Écrivez la suite du texte étudié sur la haute montagne dans la peinture, s'il vous plaît, en partant de sa dernière phrase.

§ TEXTE ÉTUDIÉ:
======


Montagnes
Développement systématique des chemins de fer, débuts de l’alpinisme en France et en Suisse, premières stations touristiques : autant d’effets du progrès technique. La haute montagne, que les peintres n’avaient auparavant regardée que de loin et d’en bas, leur devient de plus en plus accessible, comme à leurs rivaux, les photographes. Ils peuvent désormais la parcourir et l’étudier de l’intérieur. Vues panoramiques sur les chaînes proches ou plus lointaines, vues aériennes ou plongeantes sur les lacs, mer de nuages ou brumes, glaciers même, tout cela par divers temps et à des heures variables : géologie et météorologie pénètrent de plus en plus dans la peinture. A l’artiste – Monet et surtout Hodler qui est le principal acteur de cette révolution – d’inventer les compositions et les effets chromatiques qui fixent ses observations.

======

§ DONNÉES FOURNIES:

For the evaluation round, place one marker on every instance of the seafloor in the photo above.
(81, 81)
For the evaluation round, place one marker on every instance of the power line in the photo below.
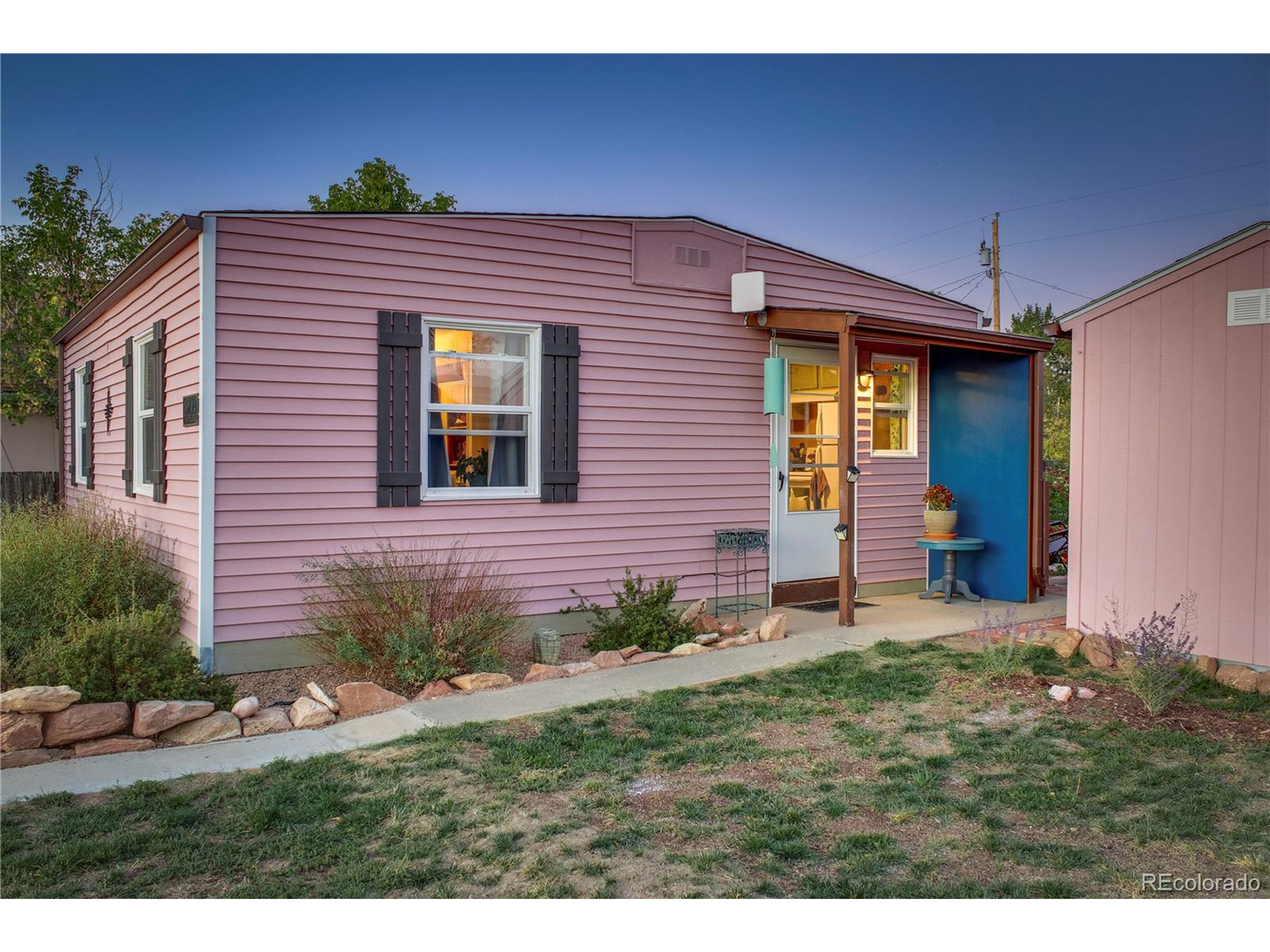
(1066, 291)
(959, 258)
(1137, 225)
(906, 241)
(1017, 304)
(1131, 188)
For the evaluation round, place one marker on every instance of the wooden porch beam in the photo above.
(846, 490)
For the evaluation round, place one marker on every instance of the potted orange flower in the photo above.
(940, 516)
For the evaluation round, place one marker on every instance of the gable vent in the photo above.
(693, 257)
(1248, 307)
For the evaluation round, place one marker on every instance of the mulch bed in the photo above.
(290, 683)
(1118, 705)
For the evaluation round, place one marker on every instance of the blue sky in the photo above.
(840, 155)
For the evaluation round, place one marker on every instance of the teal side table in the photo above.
(951, 584)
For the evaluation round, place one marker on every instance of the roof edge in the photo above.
(151, 258)
(1167, 270)
(567, 216)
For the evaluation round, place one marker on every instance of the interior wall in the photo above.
(978, 448)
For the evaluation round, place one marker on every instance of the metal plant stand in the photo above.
(741, 543)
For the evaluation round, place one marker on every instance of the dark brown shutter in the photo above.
(561, 356)
(127, 419)
(73, 428)
(157, 469)
(400, 409)
(87, 448)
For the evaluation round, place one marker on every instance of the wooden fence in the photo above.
(22, 488)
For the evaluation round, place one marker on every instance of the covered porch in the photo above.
(972, 422)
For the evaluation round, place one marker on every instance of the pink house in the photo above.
(573, 391)
(1171, 447)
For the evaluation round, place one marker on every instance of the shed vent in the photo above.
(1248, 307)
(693, 257)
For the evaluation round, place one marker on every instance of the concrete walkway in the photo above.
(811, 635)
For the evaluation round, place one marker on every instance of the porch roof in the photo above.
(827, 321)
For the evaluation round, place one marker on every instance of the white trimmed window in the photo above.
(894, 407)
(482, 409)
(82, 424)
(145, 438)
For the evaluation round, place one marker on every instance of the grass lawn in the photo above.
(892, 772)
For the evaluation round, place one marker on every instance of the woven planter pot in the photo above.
(940, 525)
(547, 647)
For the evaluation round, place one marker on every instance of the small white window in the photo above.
(480, 427)
(83, 400)
(894, 407)
(145, 437)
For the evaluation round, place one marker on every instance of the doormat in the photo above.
(829, 604)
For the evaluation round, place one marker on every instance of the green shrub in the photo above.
(135, 656)
(60, 567)
(409, 616)
(640, 616)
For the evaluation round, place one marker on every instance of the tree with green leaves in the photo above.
(1058, 381)
(51, 264)
(379, 187)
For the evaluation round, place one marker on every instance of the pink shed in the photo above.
(1171, 450)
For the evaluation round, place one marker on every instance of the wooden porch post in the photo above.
(846, 457)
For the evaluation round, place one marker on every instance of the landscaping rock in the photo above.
(21, 731)
(694, 611)
(1096, 652)
(246, 708)
(271, 720)
(544, 672)
(28, 758)
(706, 622)
(480, 681)
(689, 648)
(1206, 665)
(1232, 676)
(611, 659)
(435, 688)
(362, 697)
(39, 699)
(321, 697)
(1069, 642)
(119, 744)
(219, 725)
(772, 627)
(307, 713)
(84, 722)
(151, 717)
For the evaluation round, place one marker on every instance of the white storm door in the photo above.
(807, 474)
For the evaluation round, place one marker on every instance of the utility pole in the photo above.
(996, 275)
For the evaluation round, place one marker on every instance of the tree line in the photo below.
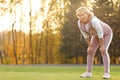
(48, 31)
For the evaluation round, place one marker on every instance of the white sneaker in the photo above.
(106, 76)
(86, 74)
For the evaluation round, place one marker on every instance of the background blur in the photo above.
(46, 31)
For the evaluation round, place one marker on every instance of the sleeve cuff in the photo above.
(100, 35)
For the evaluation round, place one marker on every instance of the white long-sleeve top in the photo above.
(96, 25)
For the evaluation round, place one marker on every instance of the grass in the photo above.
(53, 72)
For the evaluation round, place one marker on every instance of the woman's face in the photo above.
(83, 16)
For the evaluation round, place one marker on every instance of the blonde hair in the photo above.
(84, 9)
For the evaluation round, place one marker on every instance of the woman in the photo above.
(96, 34)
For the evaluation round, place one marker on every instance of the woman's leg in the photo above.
(105, 57)
(91, 53)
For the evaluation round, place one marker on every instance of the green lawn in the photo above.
(53, 72)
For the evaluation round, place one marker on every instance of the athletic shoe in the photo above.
(86, 75)
(106, 76)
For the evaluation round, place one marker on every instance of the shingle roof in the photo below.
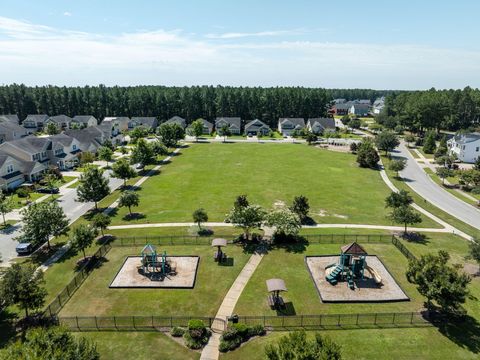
(236, 121)
(60, 119)
(13, 118)
(83, 119)
(325, 123)
(255, 124)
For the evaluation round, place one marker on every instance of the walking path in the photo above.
(210, 351)
(447, 228)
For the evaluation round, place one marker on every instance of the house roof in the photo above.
(37, 117)
(325, 123)
(353, 249)
(235, 121)
(467, 138)
(60, 119)
(12, 118)
(176, 120)
(149, 122)
(256, 124)
(295, 121)
(83, 119)
(29, 144)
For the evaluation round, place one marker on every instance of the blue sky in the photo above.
(374, 44)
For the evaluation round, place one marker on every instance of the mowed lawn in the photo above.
(94, 297)
(290, 266)
(210, 176)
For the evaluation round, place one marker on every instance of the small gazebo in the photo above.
(219, 254)
(274, 286)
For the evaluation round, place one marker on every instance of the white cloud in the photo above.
(238, 35)
(36, 54)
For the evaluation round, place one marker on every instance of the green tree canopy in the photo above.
(22, 285)
(438, 281)
(93, 185)
(129, 199)
(82, 237)
(50, 343)
(42, 221)
(296, 346)
(122, 170)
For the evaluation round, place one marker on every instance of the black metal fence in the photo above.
(132, 323)
(207, 240)
(338, 321)
(403, 249)
(61, 299)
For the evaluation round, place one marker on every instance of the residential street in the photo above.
(420, 182)
(73, 209)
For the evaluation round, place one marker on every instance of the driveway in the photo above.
(421, 183)
(73, 210)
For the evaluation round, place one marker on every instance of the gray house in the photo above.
(149, 123)
(12, 118)
(10, 131)
(256, 127)
(233, 123)
(177, 120)
(286, 126)
(61, 121)
(321, 125)
(33, 123)
(83, 121)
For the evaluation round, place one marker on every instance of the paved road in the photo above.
(421, 183)
(72, 208)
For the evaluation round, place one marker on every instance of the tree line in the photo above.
(433, 109)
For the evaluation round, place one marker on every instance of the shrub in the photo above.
(177, 331)
(238, 333)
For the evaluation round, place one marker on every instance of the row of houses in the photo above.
(286, 126)
(362, 107)
(26, 159)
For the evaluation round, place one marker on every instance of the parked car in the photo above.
(46, 190)
(24, 248)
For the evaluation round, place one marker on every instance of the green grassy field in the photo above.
(94, 297)
(203, 176)
(289, 265)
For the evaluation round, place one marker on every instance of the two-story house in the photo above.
(61, 121)
(83, 121)
(287, 126)
(234, 124)
(466, 147)
(34, 123)
(321, 125)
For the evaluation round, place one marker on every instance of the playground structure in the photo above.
(351, 266)
(154, 266)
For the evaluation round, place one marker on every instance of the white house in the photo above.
(466, 147)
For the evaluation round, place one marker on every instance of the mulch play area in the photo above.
(183, 274)
(366, 290)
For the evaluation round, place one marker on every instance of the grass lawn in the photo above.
(95, 298)
(454, 192)
(470, 230)
(138, 346)
(290, 266)
(202, 176)
(373, 344)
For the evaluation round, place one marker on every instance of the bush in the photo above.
(23, 192)
(177, 331)
(238, 333)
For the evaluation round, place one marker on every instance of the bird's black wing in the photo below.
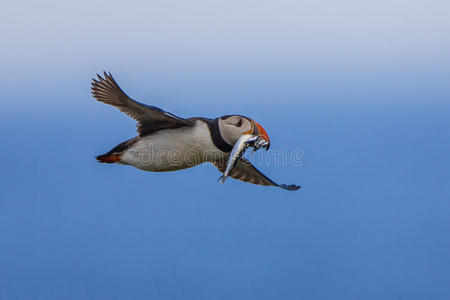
(246, 172)
(149, 118)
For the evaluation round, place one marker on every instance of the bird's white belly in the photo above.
(172, 149)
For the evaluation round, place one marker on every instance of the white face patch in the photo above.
(233, 127)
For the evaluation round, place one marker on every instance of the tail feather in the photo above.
(108, 158)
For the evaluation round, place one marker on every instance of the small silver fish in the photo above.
(238, 150)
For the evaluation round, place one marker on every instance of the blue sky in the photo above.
(361, 88)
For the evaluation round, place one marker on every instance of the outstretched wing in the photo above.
(245, 171)
(149, 118)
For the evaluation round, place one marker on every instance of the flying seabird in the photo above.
(166, 142)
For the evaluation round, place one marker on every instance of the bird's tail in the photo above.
(108, 158)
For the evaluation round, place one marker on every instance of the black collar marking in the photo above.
(216, 137)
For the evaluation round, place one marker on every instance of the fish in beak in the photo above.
(259, 131)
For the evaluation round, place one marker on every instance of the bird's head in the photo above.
(232, 127)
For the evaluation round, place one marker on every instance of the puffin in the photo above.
(166, 142)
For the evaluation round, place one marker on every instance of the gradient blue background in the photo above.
(362, 88)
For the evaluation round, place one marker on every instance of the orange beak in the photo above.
(261, 132)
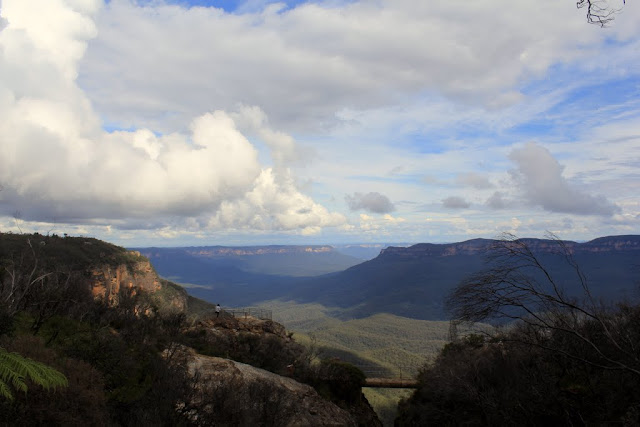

======

§ RÉPONSE:
Soleils et lunes
Impression, soleil levant de Monet et Le soleil de Munch : deux confrontations avec le motif le plus dangereux, puisque l’oeil du peintre ne peut supporter de l’observer plus de quelques instants quand son éclat est à son paroxysme. Il faut donc trouver des solutions. Monet et Hodler préfèrent le lever et le coucher du soleil ou les jours où il se montre voilé. Munch est le seul à risquer le face-à-face et à chercher comment représenter l’expansion des ondes lumineuses et leurs effets chromatiques. Il multiplie les expériences, poussant la peinture à la limite de ses capacités analytiques. Moins douloureux pour la rétine est le motif nocturne, lune et étoiles. Mais il n’est pas plus aisé à l’artiste de le capter. Comment peindre en effet quand il ne reste plus que d’infimes points de lumière dans les cieux ?

Neiges
Comment peindre la neige ? Si des peintres anciens du nord, dont Pieter Bruegel, s’étaient mesurés jadis à sa blancheur et son éclat, la question revient dans la seconde moitié du XIXe siècle. Les paysages hivernaux de Franche-Comté de Courbet y sont pour beaucoup, mais Monet, Hodler et Munch s’y attachent plus constamment encore que lui. Monet, après l’avoir étudiée à Paris et du côté de Vétheuil, se rend en Norvège en 1895 pour l’affronter dans une lutte inconfortable contre le vent et le froid. Pour Hodler et Munch, le Suisse et le Norvégien, elle est un sujet tout naturel, plusieurs fois repris. Tous trois s’accordent sur un point : pour peindre la neige, sa densité changeante, ses différences d’épaisseur, les variations de sa luminosité, une couche de blanc est loin de suffire. La neige contient en elle bien plus de couleurs et de nuances qu’on ne le croit.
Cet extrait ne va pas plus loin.